▶ Records supplied:
++++
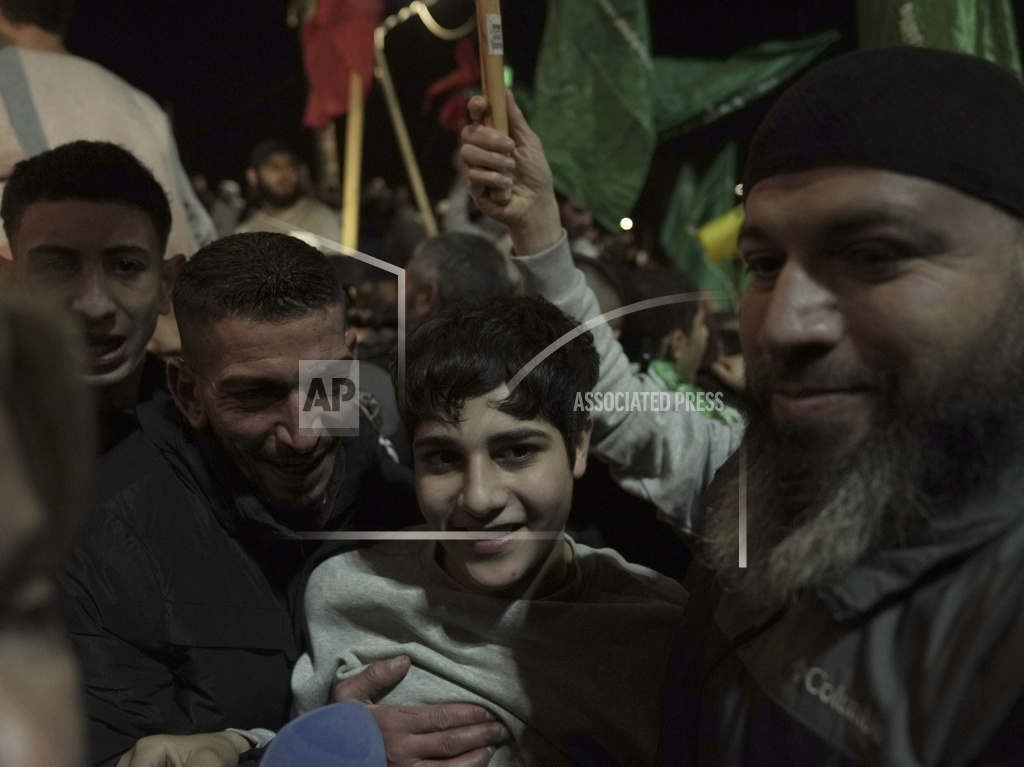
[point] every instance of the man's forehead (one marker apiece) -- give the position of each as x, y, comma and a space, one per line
282, 157
855, 198
236, 343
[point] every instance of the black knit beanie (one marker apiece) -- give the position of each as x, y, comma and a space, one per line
947, 117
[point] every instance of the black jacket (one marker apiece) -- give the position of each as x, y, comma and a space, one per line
914, 659
179, 596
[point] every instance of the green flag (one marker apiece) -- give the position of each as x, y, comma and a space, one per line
983, 28
692, 205
592, 102
689, 93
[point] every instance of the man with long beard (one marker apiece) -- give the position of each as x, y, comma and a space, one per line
876, 499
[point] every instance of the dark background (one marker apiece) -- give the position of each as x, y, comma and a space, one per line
229, 73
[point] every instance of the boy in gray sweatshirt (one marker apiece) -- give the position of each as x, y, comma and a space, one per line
491, 600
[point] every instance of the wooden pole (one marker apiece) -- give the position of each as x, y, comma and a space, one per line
401, 133
488, 30
353, 164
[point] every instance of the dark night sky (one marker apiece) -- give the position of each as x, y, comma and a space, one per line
229, 71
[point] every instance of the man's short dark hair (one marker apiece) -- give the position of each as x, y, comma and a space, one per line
465, 266
261, 275
52, 15
94, 171
470, 350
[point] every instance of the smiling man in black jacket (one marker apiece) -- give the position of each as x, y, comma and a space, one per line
179, 596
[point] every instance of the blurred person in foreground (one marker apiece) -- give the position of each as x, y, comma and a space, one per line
45, 476
182, 592
877, 497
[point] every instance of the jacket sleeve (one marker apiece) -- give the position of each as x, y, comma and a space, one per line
666, 457
113, 605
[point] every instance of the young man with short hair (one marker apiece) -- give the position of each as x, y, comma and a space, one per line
88, 224
566, 645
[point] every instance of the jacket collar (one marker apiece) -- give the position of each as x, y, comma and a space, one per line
940, 543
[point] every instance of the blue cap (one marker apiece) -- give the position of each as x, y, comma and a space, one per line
337, 735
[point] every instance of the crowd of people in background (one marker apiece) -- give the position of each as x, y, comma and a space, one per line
621, 525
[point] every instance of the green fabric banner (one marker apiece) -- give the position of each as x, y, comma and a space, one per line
693, 204
983, 28
599, 99
689, 93
592, 102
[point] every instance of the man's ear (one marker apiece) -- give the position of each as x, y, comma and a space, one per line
171, 267
352, 342
184, 388
427, 300
583, 448
6, 270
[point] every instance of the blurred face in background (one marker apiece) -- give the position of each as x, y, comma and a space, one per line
278, 179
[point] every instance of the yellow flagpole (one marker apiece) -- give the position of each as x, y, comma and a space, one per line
401, 134
353, 164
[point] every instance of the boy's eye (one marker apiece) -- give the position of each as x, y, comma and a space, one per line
55, 266
518, 453
440, 460
763, 266
126, 267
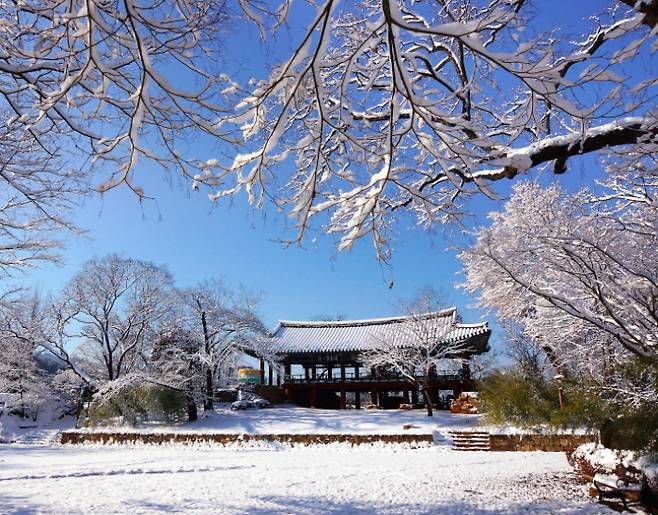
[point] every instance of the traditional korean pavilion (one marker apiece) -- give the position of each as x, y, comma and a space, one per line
322, 368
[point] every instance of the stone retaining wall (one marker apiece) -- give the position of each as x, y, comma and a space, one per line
554, 443
80, 437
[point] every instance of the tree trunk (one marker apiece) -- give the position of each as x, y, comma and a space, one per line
192, 413
428, 401
207, 403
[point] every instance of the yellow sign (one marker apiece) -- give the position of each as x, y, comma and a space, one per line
249, 375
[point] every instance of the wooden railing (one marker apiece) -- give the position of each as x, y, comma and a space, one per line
351, 378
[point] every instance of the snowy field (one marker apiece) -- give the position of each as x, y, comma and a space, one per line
296, 420
271, 480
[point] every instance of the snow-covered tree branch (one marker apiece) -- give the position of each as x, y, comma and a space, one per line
386, 105
110, 312
565, 266
419, 348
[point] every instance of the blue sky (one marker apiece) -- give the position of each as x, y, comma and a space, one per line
197, 240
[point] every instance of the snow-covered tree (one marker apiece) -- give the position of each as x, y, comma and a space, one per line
224, 325
37, 193
175, 362
395, 105
24, 386
418, 348
580, 274
112, 310
564, 264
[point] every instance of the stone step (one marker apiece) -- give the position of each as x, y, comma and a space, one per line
470, 440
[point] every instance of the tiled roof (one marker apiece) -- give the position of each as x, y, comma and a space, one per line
358, 335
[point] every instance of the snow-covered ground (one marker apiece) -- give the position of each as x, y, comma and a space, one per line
275, 479
292, 419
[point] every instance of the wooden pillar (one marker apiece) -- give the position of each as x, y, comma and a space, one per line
466, 373
374, 397
314, 396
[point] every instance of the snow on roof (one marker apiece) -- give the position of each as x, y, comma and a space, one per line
359, 335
++++
▶ Assigned task: Retype every entry above exactly, leaving out the pictures.

▶ Output of the exercise:
[point] every instance of the man's forehead (one marker apiece) -- give the position of each as x, y, comma and a space, one per line
282, 157
855, 198
236, 343
[point] every instance of the black knit beanie (one marker apiece) -- give the position of each as x, y, comma and a space, one per line
947, 117
[point] every instance of the black jacket (one marker apiece) -- give the position of each as x, y, comma and a space, one per line
914, 659
179, 596
[point] every instance of the green flag (one marker apiece) -- give the position of each as x, y, comma and a space, one per line
983, 28
692, 205
592, 102
689, 93
[point] every instance of the man with long beard (one marker apiece) -- give the position of each as x, y, comma and a space, one per line
876, 499
[point] every instance of the dark background (one marker apiece) -- give the position of each as x, y, comma and a space, one per line
229, 73
[point] every instance of the boy in gray sweatshirt (one marker apiece) -- give the position of each as x, y, comma and a space, one per line
491, 600
[point] every instance of the wooden pole (one marker apiece) -- give the position of each as x, y, comma and a space, one per line
401, 133
488, 30
353, 164
[point] every instance of the dark night sky (one marker apiece) -- give the position of each as x, y, comma and a space, one per line
229, 71
[point] every instance of the man's short dark hair (one marker apiece) -- give the position of each as x, y, comma and a space, one per line
465, 266
261, 275
52, 15
94, 171
470, 350
[point] every instance of the smiling man in black jacket (one marker apiece) -- give the position of each as x, y, comma and a space, one per line
179, 596
[point] every instance of the blurred person in foreground (one marker apiece) -- give the position of each as x, y, comma and a space, one per line
45, 476
182, 592
877, 497
[point] every instance of the jacket sleeve (one marker apiece) -- give the position of each as x, y, comma and a space, one per line
666, 457
113, 605
[point] every instance of the young man with short hair (one marker apiece) -- give the position of each as x, y, comma and a space, one per line
88, 224
566, 645
[point] every instance of the jacket collar (one marker apiece) -- give the position of each as x, y, comma and a space, one per line
940, 543
[point] every instance of the blue cap (one marker apiece) -- give the position of each as x, y, comma and a space, one per line
337, 735
[point] every instance of the crowd of people in background (one marker apiece) -- give the position of each as x, y, comma and a space, one per line
621, 525
[point] every instance of the green fabric banner (one marker apiece) -- give the position of each as x, y, comma and a space, one per line
693, 204
983, 28
599, 99
689, 93
592, 102
[point] every instance of the man's ear (one marker apiece) -- give the position of each as x, y, comma and a space, one per line
171, 267
352, 342
184, 388
427, 300
583, 448
6, 270
[point] every instance of the blurred face in background (one marker apiece) -- give the position of each as x, y, comma and a space, one per line
278, 179
[point] every instance of the yellow flagpole (one marker apiece) -- give the position of each as x, y, comma and a space, one per line
401, 134
353, 164
[point] every instance of the boy's eye (one marker apiece) -- give the position of each as x, y, comma and a space, one per line
55, 266
518, 453
440, 460
763, 266
126, 267
[point] every instance of the traditional korean pavilion (one marker apiece) -- give the position of each as x, y, comma and a space, one per line
322, 368
[point] every instance of the stone retaining wall (one marker apiece) -- give the position of each as x, y, comma and a space, one per line
554, 443
80, 437
[point] every instance of the tree trunk (one marker apiece) -- give the position of each as x, y, comma and a space, one per line
192, 413
428, 401
207, 403
[point] every instance of the yellow sign (one marker apiece) -- give the position of each as x, y, comma and a space, one per line
249, 375
[point] every instance of the wooden railing (one marker apiece) -- give the position of each as x, y, comma and a space, one per line
351, 378
[point] every instance of the snowy field (one marker apiece) -- give the position of each as x, y, comma and a space, one per line
296, 420
271, 480
[point] every instance of the snow-covered tree branch (one marker apiece) -- give the position of each as x, y, comma and a space, one per line
386, 105
110, 312
565, 266
419, 348
[point] every instance of the blue sky (one marker apiece) -- give the position of each as x, y, comma and a space, one per line
197, 240
[point] every instance of the snow-covered tree (one marker apiece) -- give the position of each as x, y, comma and a space, one per line
224, 325
37, 193
175, 362
395, 105
24, 386
418, 348
580, 274
112, 310
564, 264
[point] every instance of the stone step (one marker apiece) -- give the position of each as x, y, comma and a space, one per line
470, 440
[point] every instance of the tiled roof (one marker apiece) -- give the position of each as x, y, comma and a space, one per line
358, 335
[point] every instance of the snow-covered ground (one marker apiece) -- give the position of each as x, y, comma and a space, one per line
275, 479
292, 419
[point] every instance of the wooden pillar (one marker apiece) -- give the position of each as x, y, comma and a space, one per line
466, 373
374, 397
314, 396
[point] every instance of the snow on roof (one marker apiece) -- give the position of each as x, y, comma and a space, one per line
359, 335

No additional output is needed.